◆ **PASSAGE PROVIDED**:
The Father

Florian Zeller
Theatre Royal Bath Productions
Theatre Royal Bath

Claire Skinner (Anne) and Kenneth Cranham (Andre) Credit: Simon Annand
Rebecca Charles (Woman) and Kenneth Cranham (Andre) Credit: Simon Annand

Florian Zeller is a talented playwright, deserving of the excitement surrounding his work in the UK since Laurence Boswell programmed The Father at Bath's Ustinov Studio last year and his remarkable sister-piece, The Mother, earlier this season.

The Father returns to Bath this season from a run at the Tricycle, with some fresh faces, noticeably Claire Skinner as Anne.

There are many familiar echoes here: for instance, Zeller's inventive treatment of the through-line so as to immerse the audience in the experience of the central character defines this piece much as it defines The Mother.

Zeller demands that we witness life with dementia from the perspective of the sufferer, André (Kenneth Cranham), leading the audience on a disorientating dance as the disease takes tight hold. Gradually, we come to see that each non-sequential, conflicting new scene represents another moment of lucidity, separated in time and space for us by the combined seizure-like jolts of Christopher Shutt's discordant soundtrack and Guy Hoare's arresting lighting.

As with The Mother, here too is leitmotif of the gradual dismantling of the detritus of all home comforts as disease steadily distances the sufferer from any sense of security they once found in familiar surroundings.

However, where these remarkable text and design elements were such a magnificent vehicle within which to portray depression in The Mother, here they have to work too hard to compensate for a disappointing lack of subtlety in performance.

Cranham's dominance over the carers in his life is evident, but his André lacks the layered nuances of deterioration which should underpin his demise, so that ultimately, his transition from his early bewildered belligerence to his final lost, bedridden self, jarrs.

Similarly, Claire Skinner does well to demonstrate the unspeakable weariness of life with a dementia sufferer, but in her hands, Anne's detachment seems at times too under-energised to fully engage the empathy of the audience. Less impactful too, then, are the moments where exhaustion leads her to fantasize about patricide.

Ultimately, Zeller's text tackles arguably the most harrowing of all diseases with real vision, but the shattered sense of self and the splintered impact of dementia on the family isn't quite brought to its fullest realisation in this production and the design comes close to dominating in consequence.

Nevertheless, this is still a fascinating and affecting piece, not least in the final moments when Andre laments, "I feel as if I'm losing all my leaves, one after the other".

◆ **RECORDED DATA**:
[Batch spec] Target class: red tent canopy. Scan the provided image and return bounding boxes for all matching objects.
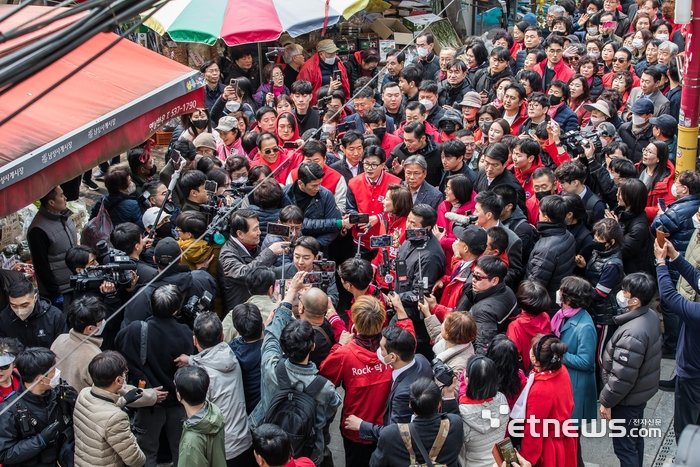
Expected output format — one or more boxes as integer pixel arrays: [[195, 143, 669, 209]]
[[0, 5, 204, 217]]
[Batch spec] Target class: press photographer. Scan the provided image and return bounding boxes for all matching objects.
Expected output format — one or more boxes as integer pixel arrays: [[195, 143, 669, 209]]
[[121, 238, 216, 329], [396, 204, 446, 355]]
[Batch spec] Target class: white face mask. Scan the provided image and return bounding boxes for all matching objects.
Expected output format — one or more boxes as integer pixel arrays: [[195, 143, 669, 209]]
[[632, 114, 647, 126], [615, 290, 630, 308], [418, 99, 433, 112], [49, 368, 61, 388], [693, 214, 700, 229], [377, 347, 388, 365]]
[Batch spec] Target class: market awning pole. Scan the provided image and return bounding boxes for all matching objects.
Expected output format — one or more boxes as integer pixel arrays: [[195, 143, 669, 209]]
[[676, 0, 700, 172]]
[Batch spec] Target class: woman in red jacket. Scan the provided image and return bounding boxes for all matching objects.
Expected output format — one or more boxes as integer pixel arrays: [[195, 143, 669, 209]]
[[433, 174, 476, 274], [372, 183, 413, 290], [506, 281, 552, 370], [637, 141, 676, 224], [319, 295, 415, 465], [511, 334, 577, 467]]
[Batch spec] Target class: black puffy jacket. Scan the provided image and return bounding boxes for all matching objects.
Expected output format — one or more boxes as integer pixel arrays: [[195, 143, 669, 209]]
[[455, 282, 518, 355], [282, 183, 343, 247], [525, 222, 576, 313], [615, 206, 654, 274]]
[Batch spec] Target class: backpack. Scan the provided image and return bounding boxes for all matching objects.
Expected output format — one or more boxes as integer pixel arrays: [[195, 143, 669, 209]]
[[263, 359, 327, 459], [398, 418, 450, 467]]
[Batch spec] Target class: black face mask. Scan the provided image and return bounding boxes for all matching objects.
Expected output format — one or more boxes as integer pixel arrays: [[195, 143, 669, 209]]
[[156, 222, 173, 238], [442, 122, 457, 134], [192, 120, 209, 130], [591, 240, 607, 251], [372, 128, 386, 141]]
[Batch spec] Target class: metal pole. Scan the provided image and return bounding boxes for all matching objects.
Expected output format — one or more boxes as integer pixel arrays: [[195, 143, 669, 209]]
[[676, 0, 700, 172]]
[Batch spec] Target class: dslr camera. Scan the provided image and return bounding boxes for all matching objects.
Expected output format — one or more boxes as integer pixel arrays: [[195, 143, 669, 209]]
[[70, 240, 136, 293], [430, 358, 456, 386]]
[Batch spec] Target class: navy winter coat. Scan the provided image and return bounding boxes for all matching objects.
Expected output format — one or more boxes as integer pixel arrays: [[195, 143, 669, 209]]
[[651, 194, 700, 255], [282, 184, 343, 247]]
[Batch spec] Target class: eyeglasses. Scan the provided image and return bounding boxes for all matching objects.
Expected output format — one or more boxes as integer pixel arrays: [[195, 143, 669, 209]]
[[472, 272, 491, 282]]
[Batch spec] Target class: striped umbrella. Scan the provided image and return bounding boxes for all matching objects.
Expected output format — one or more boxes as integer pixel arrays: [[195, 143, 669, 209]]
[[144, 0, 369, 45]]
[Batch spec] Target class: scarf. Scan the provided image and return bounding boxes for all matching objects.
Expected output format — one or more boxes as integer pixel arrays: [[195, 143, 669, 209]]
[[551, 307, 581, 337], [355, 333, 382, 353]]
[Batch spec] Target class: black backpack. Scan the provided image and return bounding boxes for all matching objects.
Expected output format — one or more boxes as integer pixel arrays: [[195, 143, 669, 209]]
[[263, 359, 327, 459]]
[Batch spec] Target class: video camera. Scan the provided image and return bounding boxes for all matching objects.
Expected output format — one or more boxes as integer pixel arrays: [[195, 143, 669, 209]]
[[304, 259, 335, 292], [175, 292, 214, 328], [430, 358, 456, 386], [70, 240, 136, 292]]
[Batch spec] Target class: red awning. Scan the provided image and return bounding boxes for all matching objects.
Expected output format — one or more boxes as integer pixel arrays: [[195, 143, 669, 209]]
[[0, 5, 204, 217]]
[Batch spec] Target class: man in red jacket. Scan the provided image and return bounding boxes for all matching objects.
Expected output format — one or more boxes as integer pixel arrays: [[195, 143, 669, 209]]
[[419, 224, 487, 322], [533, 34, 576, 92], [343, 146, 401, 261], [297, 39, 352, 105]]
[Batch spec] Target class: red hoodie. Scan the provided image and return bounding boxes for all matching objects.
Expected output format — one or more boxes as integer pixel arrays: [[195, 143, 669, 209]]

◆ **EXERCISE INSTRUCTIONS**:
(a) List every person named in the paragraphs of the review of The Father (leaving out the header and photo credit lines), and give what the review says each one did.
(b) For each statement, say whether the review of The Father agrees with it (yes or no), and quote the words from the review that decide it.
(i) The Father came back to Bath after a run at the Tricycle.
(ii) The reviewer finds the acting more subtle than the design.
(iii) The Mother deals with dementia.
(c) According to the review of The Father, why does the design come close to dominating this production? Answer in one to three sentences.

◆ **ACTIVITY ANSWERS**:
(a)
- Florian Zeller: the playwright of The Father and The Mother
- Laurence Boswell: programmed The Father at Bath's Ustinov Studio last year
- Kenneth Cranham: plays André
- Claire Skinner: plays Anne
- Christopher Shutt: created the discordant soundtrack
- Guy Hoare: created the arresting lighting

(b)
(i) Yes: "The Father returns to Bath this season from a run at the Tricycle"
(ii) No: "here they have to work too hard to compensate for a disappointing lack of subtlety in performance"
(iii) No: "a magnificent vehicle within which to portray depression in The Mother"

(c) This production doesn't fully realize the shattered sense of self and the splintered impact of dementia on the family. As a consequence, the design comes close to dominating, because it has to work too hard to make up for a lack of subtlety in the performances.